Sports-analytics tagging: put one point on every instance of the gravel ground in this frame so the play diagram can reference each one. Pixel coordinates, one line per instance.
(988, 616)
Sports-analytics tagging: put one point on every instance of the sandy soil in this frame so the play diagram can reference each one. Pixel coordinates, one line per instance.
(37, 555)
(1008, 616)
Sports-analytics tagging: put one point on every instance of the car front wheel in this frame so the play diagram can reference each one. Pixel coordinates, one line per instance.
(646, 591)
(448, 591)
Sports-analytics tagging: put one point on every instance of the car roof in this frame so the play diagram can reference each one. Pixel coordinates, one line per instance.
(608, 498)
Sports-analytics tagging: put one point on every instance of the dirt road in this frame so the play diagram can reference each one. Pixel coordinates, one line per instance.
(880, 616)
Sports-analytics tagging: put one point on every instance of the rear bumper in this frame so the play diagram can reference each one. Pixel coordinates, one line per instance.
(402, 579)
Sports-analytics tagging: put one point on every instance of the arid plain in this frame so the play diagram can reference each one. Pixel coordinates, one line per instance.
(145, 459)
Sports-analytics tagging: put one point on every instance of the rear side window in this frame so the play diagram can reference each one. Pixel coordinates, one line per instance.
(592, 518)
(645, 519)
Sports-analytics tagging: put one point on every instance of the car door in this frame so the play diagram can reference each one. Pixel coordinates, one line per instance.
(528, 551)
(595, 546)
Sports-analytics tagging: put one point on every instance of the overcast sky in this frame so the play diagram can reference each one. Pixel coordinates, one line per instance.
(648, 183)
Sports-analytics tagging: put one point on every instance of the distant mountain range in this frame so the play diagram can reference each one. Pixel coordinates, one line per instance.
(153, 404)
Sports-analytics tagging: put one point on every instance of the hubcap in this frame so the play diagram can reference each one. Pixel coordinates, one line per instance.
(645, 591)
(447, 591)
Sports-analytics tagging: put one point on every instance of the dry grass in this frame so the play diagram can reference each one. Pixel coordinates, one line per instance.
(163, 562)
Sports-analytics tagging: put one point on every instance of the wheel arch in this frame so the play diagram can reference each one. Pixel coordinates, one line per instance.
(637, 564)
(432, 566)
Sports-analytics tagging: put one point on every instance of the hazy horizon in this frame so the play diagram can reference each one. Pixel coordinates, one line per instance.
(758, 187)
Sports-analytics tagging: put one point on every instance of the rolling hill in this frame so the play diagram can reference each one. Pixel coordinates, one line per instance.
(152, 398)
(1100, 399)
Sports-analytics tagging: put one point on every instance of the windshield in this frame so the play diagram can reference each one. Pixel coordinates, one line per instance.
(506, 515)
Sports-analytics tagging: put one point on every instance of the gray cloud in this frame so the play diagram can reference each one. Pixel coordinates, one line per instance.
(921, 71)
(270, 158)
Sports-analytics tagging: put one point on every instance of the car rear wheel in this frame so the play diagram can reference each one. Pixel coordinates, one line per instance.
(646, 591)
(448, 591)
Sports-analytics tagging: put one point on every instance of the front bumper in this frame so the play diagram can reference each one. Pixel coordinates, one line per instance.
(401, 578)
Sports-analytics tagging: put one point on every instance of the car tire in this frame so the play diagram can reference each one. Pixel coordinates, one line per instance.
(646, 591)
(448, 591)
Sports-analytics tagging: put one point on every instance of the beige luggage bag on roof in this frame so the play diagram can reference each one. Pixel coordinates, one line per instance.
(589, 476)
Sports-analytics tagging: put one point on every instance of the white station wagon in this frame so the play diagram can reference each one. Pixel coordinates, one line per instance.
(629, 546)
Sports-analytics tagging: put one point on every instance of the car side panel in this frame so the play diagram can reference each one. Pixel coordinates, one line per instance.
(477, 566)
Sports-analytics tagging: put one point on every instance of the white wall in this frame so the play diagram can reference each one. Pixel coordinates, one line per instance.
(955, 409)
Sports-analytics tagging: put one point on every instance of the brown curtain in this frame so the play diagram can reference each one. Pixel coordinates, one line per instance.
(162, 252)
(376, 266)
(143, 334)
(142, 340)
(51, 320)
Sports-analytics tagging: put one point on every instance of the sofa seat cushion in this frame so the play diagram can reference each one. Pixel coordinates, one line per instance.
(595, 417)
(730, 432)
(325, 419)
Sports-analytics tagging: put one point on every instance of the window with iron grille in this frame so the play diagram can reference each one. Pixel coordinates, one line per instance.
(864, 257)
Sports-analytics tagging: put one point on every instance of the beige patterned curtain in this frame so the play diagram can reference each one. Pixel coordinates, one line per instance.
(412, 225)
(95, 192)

▶ **Work to complete**
Please copy out the data word for word, beginning at the line containing "of the overcast" and ending after the line containing "(1100, 399)".

▶ **Full output**
Sports-analytics tagging: put one point on every instance of the overcast sky in this frame so the play diagram can reference each one. Pixel coordinates, one line per instance.
(648, 183)
Sports-analytics tagging: put one point on every instance of the distant mountain range in this frame so the play diagram can reference each one. Pixel coordinates, one line per instance.
(153, 404)
Sports-analytics tagging: put one point on every instance of the hubcap in this frame so the play diagram can reference each one. Pixel coordinates, one line per instance.
(645, 591)
(447, 591)
Sports-analytics tagging: put one point on every instance of the dry grass in this frame so the play diagram can reference each one. Pixel coordinates, one line per instance.
(163, 562)
Sports-analytics tagging: put one point on every instance of the wheel arch in this frame so the play diagram can reference each one. Pixel coordinates, one line per instance.
(637, 564)
(432, 566)
Sports-analytics tagging: put one point on every instance of the hazy horizon in this frame so the play diagram can reference each one. Pixel coordinates, one line per instance.
(758, 187)
Sports-analytics tagging: put one point on every instance of the rolling hill in this frame so the play diagram can reference each one. Pixel coordinates, one line per instance.
(152, 398)
(1100, 399)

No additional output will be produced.